• GIVEN INSTRUCTION
From the line containing "In the photograph above, where can the person in white" through the last line of the data, return those lines exactly as written and nothing more.

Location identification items

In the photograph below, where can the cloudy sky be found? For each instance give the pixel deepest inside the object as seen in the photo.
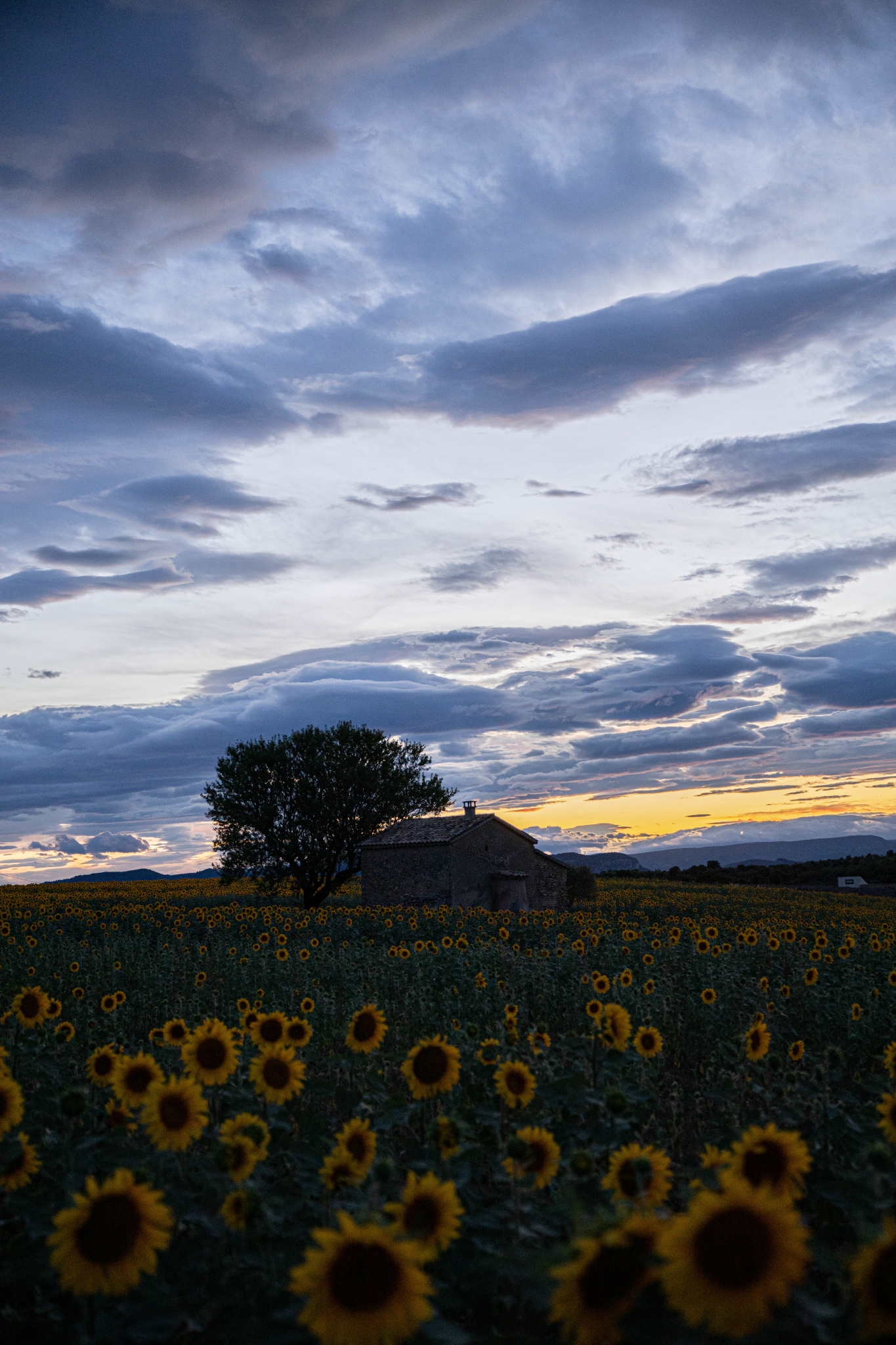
(515, 376)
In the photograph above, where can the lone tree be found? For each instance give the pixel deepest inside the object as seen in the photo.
(296, 808)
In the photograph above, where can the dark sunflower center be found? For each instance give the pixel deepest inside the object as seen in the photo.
(422, 1216)
(538, 1160)
(628, 1179)
(610, 1277)
(276, 1074)
(430, 1064)
(16, 1165)
(883, 1282)
(174, 1111)
(358, 1146)
(110, 1231)
(137, 1079)
(364, 1026)
(363, 1277)
(211, 1053)
(734, 1248)
(766, 1164)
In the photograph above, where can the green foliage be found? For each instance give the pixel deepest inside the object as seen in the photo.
(218, 1286)
(293, 810)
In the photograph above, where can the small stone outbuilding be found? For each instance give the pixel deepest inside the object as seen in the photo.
(461, 860)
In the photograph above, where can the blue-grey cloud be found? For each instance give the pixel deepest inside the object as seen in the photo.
(545, 731)
(485, 569)
(403, 498)
(743, 608)
(684, 342)
(859, 671)
(68, 377)
(188, 503)
(824, 565)
(775, 464)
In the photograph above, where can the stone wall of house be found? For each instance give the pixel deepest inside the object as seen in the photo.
(457, 875)
(553, 885)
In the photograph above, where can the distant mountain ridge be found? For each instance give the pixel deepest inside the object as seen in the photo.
(135, 876)
(598, 862)
(766, 852)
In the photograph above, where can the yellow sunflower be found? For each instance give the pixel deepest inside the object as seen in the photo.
(542, 1158)
(22, 1168)
(237, 1210)
(602, 1281)
(515, 1083)
(616, 1026)
(648, 1043)
(175, 1113)
(448, 1137)
(363, 1286)
(429, 1212)
(175, 1032)
(277, 1075)
(889, 1060)
(133, 1076)
(359, 1142)
(874, 1275)
(366, 1030)
(887, 1109)
(30, 1006)
(209, 1053)
(269, 1029)
(110, 1235)
(101, 1064)
(299, 1032)
(758, 1040)
(771, 1157)
(431, 1067)
(340, 1170)
(120, 1116)
(731, 1256)
(640, 1174)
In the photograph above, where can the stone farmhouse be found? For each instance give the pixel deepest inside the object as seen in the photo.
(461, 860)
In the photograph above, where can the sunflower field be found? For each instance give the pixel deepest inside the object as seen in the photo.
(666, 1116)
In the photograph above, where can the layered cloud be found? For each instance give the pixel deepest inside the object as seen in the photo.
(683, 342)
(621, 711)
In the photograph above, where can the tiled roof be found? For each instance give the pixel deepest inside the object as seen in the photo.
(436, 830)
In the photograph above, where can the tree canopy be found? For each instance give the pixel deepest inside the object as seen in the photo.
(293, 810)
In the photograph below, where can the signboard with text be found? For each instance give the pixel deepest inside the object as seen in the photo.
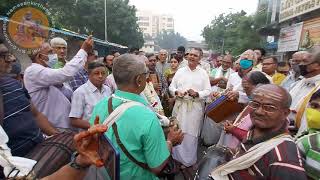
(289, 39)
(293, 8)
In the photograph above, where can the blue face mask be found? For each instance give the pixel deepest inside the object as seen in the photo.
(53, 59)
(246, 64)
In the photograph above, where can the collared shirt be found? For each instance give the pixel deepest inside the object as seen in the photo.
(298, 93)
(111, 83)
(290, 81)
(40, 82)
(162, 67)
(19, 123)
(277, 78)
(85, 98)
(79, 79)
(141, 134)
(283, 162)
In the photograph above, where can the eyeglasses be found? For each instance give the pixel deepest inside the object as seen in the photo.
(265, 107)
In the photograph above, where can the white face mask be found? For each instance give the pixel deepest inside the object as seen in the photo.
(53, 59)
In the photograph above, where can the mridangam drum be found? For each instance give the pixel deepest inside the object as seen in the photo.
(214, 157)
(52, 154)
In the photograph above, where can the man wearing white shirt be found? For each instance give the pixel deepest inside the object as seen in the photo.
(294, 75)
(43, 83)
(88, 95)
(310, 70)
(191, 86)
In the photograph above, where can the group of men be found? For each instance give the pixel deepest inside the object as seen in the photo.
(60, 93)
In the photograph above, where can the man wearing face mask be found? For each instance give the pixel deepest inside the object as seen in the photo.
(41, 80)
(307, 143)
(302, 91)
(59, 47)
(294, 75)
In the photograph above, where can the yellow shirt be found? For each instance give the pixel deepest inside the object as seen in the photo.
(277, 78)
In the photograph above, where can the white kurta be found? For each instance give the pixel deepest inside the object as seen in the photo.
(298, 93)
(189, 111)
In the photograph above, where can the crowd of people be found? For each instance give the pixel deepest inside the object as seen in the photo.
(276, 135)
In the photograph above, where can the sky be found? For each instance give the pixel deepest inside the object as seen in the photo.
(191, 16)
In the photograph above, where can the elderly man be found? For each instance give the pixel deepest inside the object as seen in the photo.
(294, 75)
(302, 91)
(22, 122)
(268, 152)
(159, 82)
(219, 81)
(260, 53)
(59, 47)
(41, 82)
(191, 86)
(82, 75)
(88, 95)
(269, 67)
(162, 64)
(137, 132)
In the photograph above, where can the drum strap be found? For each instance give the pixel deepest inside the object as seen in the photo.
(123, 148)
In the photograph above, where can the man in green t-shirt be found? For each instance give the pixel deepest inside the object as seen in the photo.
(138, 127)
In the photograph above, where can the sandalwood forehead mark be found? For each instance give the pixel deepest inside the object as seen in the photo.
(269, 94)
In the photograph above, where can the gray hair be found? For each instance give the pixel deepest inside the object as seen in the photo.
(126, 68)
(58, 41)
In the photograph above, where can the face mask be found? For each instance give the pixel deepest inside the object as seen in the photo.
(296, 68)
(303, 70)
(53, 59)
(313, 118)
(246, 63)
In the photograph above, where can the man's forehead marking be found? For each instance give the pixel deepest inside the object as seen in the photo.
(269, 94)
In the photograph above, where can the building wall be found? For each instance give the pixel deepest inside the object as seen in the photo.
(151, 23)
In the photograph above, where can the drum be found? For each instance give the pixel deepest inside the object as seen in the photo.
(222, 109)
(214, 157)
(53, 153)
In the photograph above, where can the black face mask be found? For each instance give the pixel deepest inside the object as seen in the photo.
(303, 70)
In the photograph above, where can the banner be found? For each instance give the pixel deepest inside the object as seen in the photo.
(293, 8)
(289, 39)
(310, 35)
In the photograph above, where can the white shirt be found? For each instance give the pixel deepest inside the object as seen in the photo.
(298, 93)
(40, 82)
(190, 111)
(186, 79)
(85, 98)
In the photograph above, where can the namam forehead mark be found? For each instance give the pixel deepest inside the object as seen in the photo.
(269, 94)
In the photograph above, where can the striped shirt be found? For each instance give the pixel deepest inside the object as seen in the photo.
(281, 163)
(309, 145)
(19, 123)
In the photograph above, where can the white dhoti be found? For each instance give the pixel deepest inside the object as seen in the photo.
(186, 152)
(189, 113)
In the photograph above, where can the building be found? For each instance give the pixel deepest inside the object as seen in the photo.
(152, 24)
(294, 26)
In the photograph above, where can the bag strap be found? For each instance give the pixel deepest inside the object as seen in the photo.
(123, 148)
(303, 106)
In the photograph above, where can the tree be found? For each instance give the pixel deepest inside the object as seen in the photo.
(234, 32)
(87, 16)
(170, 40)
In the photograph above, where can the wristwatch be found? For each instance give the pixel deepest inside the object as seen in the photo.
(74, 164)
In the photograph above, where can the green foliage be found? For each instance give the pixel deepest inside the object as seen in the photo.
(87, 16)
(170, 40)
(234, 32)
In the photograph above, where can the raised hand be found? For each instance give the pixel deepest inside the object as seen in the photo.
(88, 45)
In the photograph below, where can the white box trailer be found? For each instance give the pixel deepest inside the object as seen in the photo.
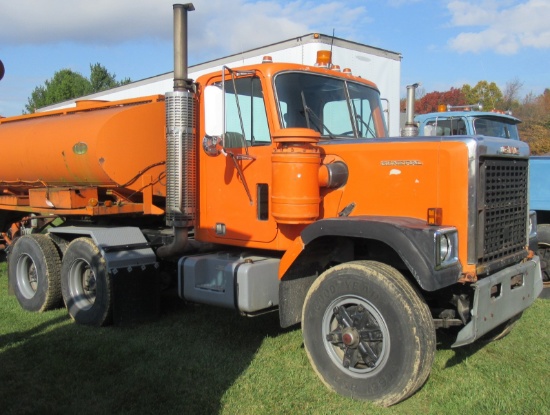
(381, 66)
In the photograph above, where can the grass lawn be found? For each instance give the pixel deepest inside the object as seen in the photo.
(204, 360)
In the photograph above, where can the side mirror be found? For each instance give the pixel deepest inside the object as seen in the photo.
(213, 111)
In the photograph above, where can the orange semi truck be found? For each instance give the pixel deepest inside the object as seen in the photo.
(273, 187)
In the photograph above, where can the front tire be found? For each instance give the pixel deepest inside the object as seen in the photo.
(86, 284)
(367, 333)
(34, 268)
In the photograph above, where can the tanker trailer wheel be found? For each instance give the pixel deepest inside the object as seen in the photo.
(86, 284)
(367, 333)
(34, 272)
(543, 251)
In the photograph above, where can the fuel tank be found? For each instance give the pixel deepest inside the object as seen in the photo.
(105, 144)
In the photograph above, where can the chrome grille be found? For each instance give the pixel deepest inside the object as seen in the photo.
(502, 211)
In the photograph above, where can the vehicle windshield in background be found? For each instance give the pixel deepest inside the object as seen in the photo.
(331, 106)
(494, 127)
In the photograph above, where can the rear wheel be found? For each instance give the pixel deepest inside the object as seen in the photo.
(86, 284)
(367, 333)
(34, 271)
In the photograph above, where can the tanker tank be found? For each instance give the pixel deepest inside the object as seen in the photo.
(103, 144)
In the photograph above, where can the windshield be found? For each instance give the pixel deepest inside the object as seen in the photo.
(332, 106)
(496, 127)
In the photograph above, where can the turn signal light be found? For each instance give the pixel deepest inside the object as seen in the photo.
(435, 216)
(324, 58)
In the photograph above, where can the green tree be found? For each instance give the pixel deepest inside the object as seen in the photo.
(67, 84)
(488, 94)
(101, 79)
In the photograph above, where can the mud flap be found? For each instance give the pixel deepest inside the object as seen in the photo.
(136, 295)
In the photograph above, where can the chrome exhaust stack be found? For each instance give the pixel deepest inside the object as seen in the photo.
(181, 193)
(410, 129)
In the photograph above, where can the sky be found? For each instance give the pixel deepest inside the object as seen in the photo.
(444, 43)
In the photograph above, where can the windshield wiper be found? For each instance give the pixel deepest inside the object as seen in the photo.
(317, 123)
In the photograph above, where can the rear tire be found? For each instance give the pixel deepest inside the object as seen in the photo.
(86, 284)
(34, 268)
(367, 333)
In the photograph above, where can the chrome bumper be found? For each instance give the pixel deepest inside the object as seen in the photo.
(500, 297)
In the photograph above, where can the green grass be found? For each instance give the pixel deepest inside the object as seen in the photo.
(204, 360)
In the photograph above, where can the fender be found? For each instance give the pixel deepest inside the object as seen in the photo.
(412, 239)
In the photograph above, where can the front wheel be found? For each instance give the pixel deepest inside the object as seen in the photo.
(367, 333)
(86, 284)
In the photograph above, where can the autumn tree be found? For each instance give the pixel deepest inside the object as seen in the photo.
(487, 94)
(535, 127)
(510, 95)
(67, 84)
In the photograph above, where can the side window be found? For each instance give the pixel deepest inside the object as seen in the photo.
(245, 111)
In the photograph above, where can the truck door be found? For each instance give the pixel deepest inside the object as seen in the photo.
(234, 184)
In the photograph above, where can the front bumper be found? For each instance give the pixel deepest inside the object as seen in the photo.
(500, 297)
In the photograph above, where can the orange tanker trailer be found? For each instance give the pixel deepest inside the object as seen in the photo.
(272, 187)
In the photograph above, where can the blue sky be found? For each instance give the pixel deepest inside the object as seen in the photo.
(444, 43)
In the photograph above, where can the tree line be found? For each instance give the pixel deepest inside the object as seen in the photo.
(67, 84)
(533, 110)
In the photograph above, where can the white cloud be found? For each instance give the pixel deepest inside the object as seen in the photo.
(219, 26)
(502, 26)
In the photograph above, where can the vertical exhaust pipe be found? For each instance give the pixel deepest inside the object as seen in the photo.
(180, 46)
(181, 194)
(410, 129)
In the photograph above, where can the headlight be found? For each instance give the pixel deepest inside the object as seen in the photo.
(446, 247)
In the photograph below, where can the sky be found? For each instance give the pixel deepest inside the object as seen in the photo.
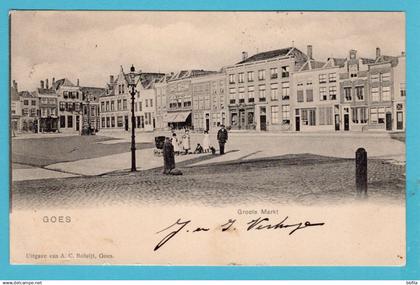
(91, 45)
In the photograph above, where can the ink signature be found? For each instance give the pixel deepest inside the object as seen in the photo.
(253, 225)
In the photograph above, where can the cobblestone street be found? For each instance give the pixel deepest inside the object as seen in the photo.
(302, 179)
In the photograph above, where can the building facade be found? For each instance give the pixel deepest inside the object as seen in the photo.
(30, 111)
(209, 109)
(115, 103)
(259, 89)
(315, 100)
(69, 98)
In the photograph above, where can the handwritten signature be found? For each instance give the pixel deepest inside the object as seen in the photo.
(253, 225)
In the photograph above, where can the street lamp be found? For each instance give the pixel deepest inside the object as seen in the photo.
(132, 88)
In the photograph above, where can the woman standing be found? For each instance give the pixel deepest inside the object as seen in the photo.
(206, 142)
(186, 144)
(175, 143)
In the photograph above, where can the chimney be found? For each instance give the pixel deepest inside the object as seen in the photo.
(352, 53)
(378, 52)
(309, 51)
(244, 55)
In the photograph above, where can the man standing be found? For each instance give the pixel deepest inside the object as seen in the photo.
(222, 138)
(168, 156)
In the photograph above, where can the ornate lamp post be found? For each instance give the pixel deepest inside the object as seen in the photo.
(132, 89)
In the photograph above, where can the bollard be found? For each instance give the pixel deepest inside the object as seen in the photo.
(361, 173)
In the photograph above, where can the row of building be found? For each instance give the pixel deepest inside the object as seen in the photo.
(278, 90)
(61, 107)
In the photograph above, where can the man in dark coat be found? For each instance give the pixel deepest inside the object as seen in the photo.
(222, 137)
(168, 156)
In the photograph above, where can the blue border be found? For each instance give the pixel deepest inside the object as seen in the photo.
(408, 272)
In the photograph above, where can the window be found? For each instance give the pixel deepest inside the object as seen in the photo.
(261, 74)
(241, 77)
(374, 78)
(285, 91)
(274, 114)
(273, 73)
(251, 94)
(119, 121)
(325, 116)
(250, 76)
(62, 121)
(375, 94)
(309, 95)
(231, 78)
(285, 114)
(323, 93)
(232, 95)
(262, 93)
(402, 90)
(386, 93)
(333, 92)
(241, 96)
(300, 95)
(285, 71)
(347, 94)
(377, 115)
(322, 78)
(359, 115)
(386, 76)
(274, 92)
(359, 93)
(69, 121)
(308, 117)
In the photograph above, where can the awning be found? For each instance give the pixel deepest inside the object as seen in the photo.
(178, 117)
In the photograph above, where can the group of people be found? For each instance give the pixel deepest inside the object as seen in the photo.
(174, 146)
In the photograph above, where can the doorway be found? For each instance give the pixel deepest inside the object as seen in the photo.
(400, 121)
(337, 122)
(346, 122)
(388, 121)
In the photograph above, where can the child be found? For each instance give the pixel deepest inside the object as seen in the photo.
(206, 142)
(198, 149)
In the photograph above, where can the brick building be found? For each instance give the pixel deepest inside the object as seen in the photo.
(259, 89)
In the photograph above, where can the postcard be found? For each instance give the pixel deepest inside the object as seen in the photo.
(208, 138)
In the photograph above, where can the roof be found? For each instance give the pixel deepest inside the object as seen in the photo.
(62, 82)
(183, 74)
(312, 64)
(27, 94)
(270, 54)
(44, 91)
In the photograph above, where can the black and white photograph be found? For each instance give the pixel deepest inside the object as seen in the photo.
(207, 138)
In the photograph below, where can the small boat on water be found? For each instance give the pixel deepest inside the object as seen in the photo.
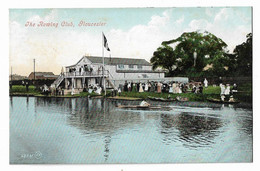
(222, 102)
(161, 99)
(138, 107)
(182, 99)
(143, 107)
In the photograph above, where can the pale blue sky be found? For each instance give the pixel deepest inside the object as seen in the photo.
(131, 32)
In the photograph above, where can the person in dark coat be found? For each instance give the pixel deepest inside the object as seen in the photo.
(27, 86)
(125, 87)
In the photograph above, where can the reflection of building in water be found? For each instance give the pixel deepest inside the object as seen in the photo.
(107, 141)
(92, 116)
(192, 130)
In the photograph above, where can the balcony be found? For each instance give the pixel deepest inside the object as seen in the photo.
(86, 74)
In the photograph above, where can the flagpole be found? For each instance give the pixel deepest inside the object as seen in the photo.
(103, 63)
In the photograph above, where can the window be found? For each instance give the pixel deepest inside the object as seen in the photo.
(145, 75)
(131, 66)
(120, 66)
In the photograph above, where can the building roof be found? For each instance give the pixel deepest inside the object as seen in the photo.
(114, 61)
(43, 73)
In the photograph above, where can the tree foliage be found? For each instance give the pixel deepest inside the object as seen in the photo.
(243, 57)
(205, 45)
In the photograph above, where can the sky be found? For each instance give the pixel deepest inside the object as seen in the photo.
(130, 32)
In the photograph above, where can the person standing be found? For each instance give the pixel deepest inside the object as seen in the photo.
(170, 88)
(234, 89)
(125, 86)
(227, 92)
(222, 91)
(174, 87)
(159, 87)
(146, 87)
(129, 86)
(27, 86)
(205, 83)
(141, 88)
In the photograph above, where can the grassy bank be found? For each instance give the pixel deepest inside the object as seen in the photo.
(244, 94)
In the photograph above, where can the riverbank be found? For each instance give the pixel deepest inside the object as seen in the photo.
(244, 94)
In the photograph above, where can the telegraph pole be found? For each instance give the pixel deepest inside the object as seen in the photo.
(34, 71)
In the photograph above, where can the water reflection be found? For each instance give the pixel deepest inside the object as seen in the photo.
(192, 130)
(94, 128)
(107, 141)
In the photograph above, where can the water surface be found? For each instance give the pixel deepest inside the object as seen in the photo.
(82, 130)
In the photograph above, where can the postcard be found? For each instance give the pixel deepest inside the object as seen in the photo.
(130, 85)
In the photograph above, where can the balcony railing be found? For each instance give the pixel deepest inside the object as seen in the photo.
(86, 74)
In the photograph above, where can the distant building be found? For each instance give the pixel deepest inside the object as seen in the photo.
(42, 76)
(89, 70)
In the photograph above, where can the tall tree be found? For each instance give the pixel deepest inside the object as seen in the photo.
(243, 57)
(164, 57)
(193, 51)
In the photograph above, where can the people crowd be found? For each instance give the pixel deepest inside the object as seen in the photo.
(226, 93)
(173, 87)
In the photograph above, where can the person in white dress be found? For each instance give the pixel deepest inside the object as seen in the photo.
(174, 87)
(222, 91)
(129, 86)
(141, 88)
(146, 87)
(227, 91)
(170, 89)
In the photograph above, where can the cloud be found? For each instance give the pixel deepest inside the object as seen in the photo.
(180, 21)
(223, 26)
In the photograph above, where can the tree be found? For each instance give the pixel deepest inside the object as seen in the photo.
(192, 52)
(243, 57)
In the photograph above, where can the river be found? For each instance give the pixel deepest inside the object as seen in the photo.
(83, 130)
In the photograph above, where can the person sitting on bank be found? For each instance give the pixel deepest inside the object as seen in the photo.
(144, 103)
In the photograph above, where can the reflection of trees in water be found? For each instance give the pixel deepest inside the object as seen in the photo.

• SOLUTION FOR THIS EXERCISE
In the photograph above, where can the person in white dress be found? For each instance give the pixel deepest inside the object as seen in the photo.
(174, 87)
(222, 91)
(129, 86)
(141, 88)
(146, 87)
(227, 91)
(170, 89)
In the photograph above, where can the cloud be found? For each instance give the pixel deepest inside the object as seen in the photo.
(180, 21)
(223, 26)
In the photograph above, where can the tree be found? For each instance give the pixel deepest inside the object as seen in the photo.
(192, 52)
(243, 57)
In the photograph above, where can the river be found? For each instance give the pixel deepest inside the object as seen in the photo.
(83, 130)
In the photograph above, where can the person sitting on bank be found? For each instance give the pixel deepest inside the object as seen in the photo.
(144, 103)
In the photograph above, where can the reflection of trees in water be found? For each instance give the pixel deepest inside the object as seen in the photo.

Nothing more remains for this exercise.